So in late 2008 early 2009, I can’t be sure because as you’ll learn those essays no longer exist, I came out on MySpace (Don’t judge me I’m old!). And it went over like a lead balloon. Nobody responded, nobody cared, and it was a non issue. That made me happy and for a little while my shame was lessened.
In 2010 there was a… let’s call it a shit storm in the family.
I’m not going to go into the details of the situation. There are two reasons for this. First it’s a done issue and as far as I’m concerned it can and will stay buried unless the opposite party brings it back up. The second reason is that it was half my fault, actually the issues that precipitated the situation were all my fault and I willingly own that, what came next was inappropriate and enough to destroy and lifetime relationship.
In the fallout from the unnamed situation a certain person decided to throw these comments at me regarding my coming out. While I remember the exchange, via Facebook, clearly I didn’t save them hence there are no quotation marks.
- How dare you share this in public and embarrass your family.
- Nobody cares.
- Nobody wants to know this.
- You should be ashamed of yourself.
- Your grandfather is dying how dare you put this out there and embarrass him.

■ **DATA LISTING**
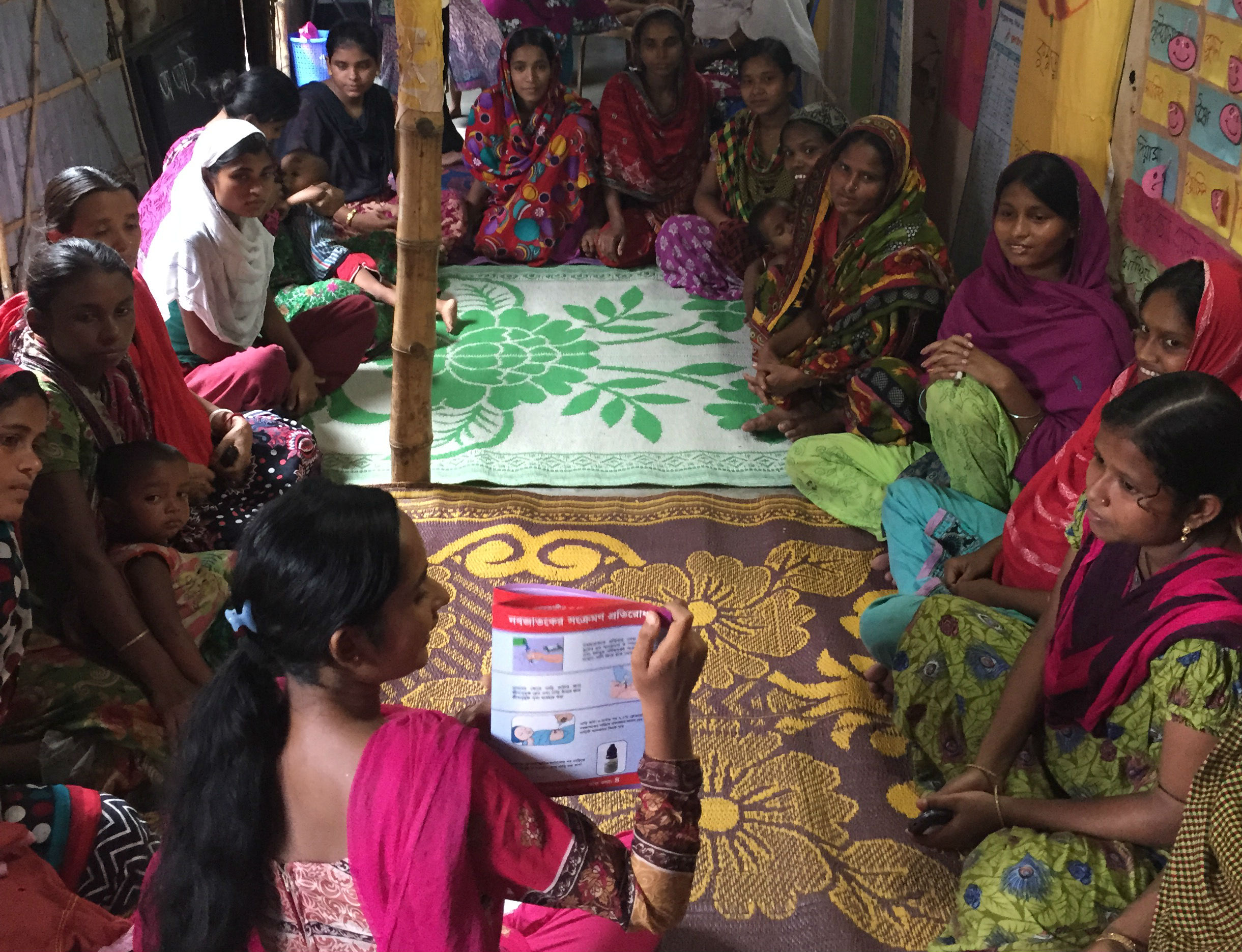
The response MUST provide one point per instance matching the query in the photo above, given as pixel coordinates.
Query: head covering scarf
(536, 173)
(656, 159)
(1034, 543)
(1110, 629)
(896, 260)
(824, 114)
(1065, 340)
(15, 612)
(747, 177)
(1201, 890)
(204, 263)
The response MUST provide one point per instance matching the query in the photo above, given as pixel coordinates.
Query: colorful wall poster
(1184, 198)
(1156, 166)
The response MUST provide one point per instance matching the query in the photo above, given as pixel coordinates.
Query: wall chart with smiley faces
(1184, 195)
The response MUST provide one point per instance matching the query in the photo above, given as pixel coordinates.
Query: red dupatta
(656, 159)
(178, 418)
(1034, 541)
(1110, 630)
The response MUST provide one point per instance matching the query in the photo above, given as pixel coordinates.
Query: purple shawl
(1065, 340)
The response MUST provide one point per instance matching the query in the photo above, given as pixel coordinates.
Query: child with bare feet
(316, 242)
(773, 226)
(146, 504)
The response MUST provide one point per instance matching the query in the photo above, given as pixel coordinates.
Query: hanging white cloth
(783, 20)
(200, 259)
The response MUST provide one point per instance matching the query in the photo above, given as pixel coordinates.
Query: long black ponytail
(319, 558)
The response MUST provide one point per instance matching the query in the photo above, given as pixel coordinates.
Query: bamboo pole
(29, 187)
(120, 45)
(5, 271)
(419, 131)
(76, 66)
(281, 37)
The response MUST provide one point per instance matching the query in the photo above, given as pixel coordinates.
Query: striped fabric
(1201, 892)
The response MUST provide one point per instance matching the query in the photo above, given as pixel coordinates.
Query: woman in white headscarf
(209, 269)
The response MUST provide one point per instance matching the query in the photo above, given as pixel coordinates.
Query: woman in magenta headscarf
(1027, 344)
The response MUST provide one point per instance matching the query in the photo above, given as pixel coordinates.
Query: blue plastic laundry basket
(310, 59)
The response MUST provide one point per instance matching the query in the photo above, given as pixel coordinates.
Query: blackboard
(170, 74)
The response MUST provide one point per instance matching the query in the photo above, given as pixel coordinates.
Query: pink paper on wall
(965, 59)
(1159, 230)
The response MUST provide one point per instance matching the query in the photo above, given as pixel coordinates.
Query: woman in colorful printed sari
(1065, 755)
(563, 19)
(655, 122)
(944, 540)
(264, 97)
(1027, 346)
(269, 453)
(373, 823)
(95, 842)
(865, 289)
(80, 321)
(532, 147)
(708, 253)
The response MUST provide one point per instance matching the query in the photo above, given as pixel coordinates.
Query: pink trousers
(334, 338)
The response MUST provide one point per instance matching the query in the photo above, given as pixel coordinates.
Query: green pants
(846, 475)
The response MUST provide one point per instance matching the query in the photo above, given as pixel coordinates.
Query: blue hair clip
(241, 619)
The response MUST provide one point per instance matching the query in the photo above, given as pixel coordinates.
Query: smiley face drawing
(1178, 116)
(1231, 124)
(1183, 52)
(1153, 182)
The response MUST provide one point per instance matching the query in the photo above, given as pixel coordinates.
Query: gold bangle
(134, 641)
(1124, 941)
(992, 774)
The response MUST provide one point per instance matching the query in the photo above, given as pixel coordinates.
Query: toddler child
(145, 500)
(314, 238)
(772, 224)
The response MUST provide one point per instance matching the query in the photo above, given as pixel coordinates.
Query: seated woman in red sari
(393, 828)
(655, 122)
(533, 150)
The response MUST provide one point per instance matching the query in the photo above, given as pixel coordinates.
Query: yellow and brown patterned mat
(806, 791)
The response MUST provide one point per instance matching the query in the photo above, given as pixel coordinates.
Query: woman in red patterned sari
(655, 122)
(533, 148)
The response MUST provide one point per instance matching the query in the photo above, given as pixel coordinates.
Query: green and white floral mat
(570, 377)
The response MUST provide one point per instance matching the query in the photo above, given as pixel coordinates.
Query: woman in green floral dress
(1068, 721)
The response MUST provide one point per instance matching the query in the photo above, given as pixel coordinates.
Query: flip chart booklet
(564, 708)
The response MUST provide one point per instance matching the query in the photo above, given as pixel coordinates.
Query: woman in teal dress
(1049, 745)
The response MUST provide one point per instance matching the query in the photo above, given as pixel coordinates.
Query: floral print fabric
(1021, 889)
(534, 172)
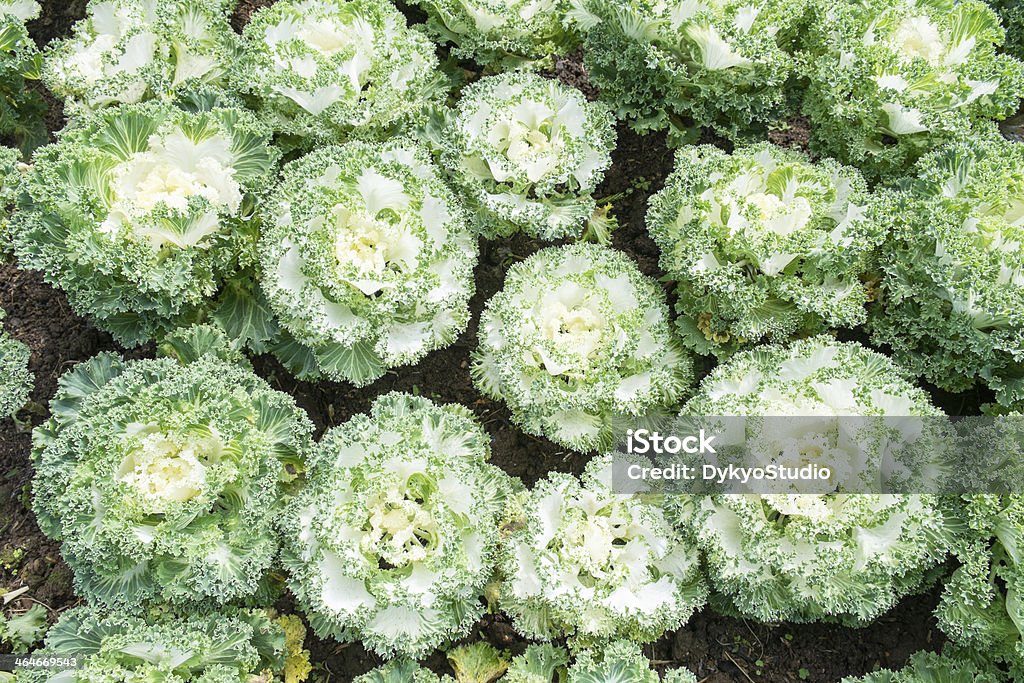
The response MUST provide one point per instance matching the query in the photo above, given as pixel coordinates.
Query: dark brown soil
(717, 648)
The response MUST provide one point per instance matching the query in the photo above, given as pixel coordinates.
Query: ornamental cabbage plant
(804, 557)
(889, 82)
(368, 260)
(126, 51)
(683, 66)
(325, 70)
(22, 109)
(393, 539)
(15, 379)
(500, 33)
(577, 343)
(528, 153)
(764, 245)
(583, 560)
(980, 604)
(227, 646)
(143, 215)
(951, 305)
(163, 477)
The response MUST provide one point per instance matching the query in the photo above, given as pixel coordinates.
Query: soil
(717, 648)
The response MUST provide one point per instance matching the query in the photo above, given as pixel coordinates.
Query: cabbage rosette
(126, 51)
(393, 539)
(324, 70)
(368, 260)
(890, 81)
(584, 560)
(163, 480)
(142, 214)
(579, 343)
(764, 245)
(802, 557)
(527, 153)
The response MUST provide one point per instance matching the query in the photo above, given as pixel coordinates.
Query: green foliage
(163, 480)
(20, 632)
(500, 34)
(683, 66)
(930, 668)
(764, 245)
(228, 646)
(620, 662)
(951, 305)
(22, 108)
(980, 609)
(1012, 14)
(325, 70)
(15, 379)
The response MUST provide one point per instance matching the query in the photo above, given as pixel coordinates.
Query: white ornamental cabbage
(126, 51)
(583, 560)
(577, 343)
(804, 557)
(890, 81)
(764, 245)
(143, 215)
(323, 70)
(163, 478)
(951, 304)
(393, 539)
(368, 260)
(528, 153)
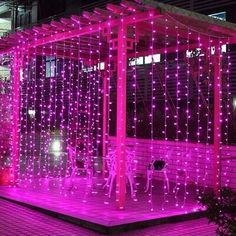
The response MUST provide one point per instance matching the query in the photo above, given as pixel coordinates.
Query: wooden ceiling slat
(91, 16)
(117, 9)
(104, 13)
(80, 20)
(67, 22)
(131, 6)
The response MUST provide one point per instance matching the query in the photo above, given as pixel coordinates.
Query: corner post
(217, 119)
(16, 114)
(121, 116)
(105, 131)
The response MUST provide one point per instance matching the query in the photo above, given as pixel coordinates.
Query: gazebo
(76, 86)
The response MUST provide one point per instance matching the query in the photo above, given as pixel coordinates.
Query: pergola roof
(89, 23)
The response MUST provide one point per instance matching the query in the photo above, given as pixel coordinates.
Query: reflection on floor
(20, 221)
(91, 203)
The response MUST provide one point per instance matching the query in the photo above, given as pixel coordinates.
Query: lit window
(101, 65)
(219, 15)
(194, 53)
(234, 102)
(154, 58)
(136, 61)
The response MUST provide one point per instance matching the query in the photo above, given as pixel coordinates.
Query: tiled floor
(16, 220)
(94, 205)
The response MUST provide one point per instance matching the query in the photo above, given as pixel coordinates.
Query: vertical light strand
(176, 116)
(23, 117)
(63, 127)
(208, 114)
(151, 114)
(199, 109)
(42, 135)
(187, 149)
(135, 101)
(166, 108)
(36, 162)
(98, 98)
(227, 116)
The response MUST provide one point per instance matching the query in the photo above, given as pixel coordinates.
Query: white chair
(79, 165)
(129, 172)
(156, 166)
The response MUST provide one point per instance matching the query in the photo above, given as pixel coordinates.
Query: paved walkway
(16, 220)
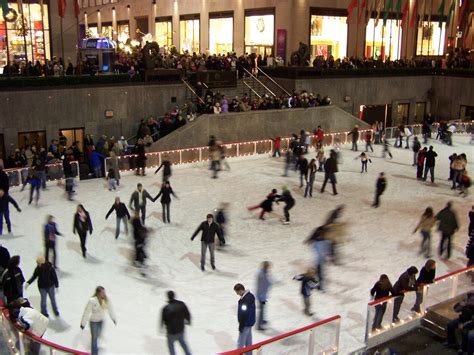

■ **WHAT YOU NEED TO DO**
Transcribe the passage of the coming-out excerpt from "In the fallout" to "embarrass your family.".

■ **OUTPUT FOR THIS EXERCISE**
In the fallout from the unnamed situation a certain person decided to throw these comments at me regarding my coming out. While I remember the exchange, via Facebook, clearly I didn’t save them hence there are no quotation marks.
- How dare you share this in public and embarrass your family.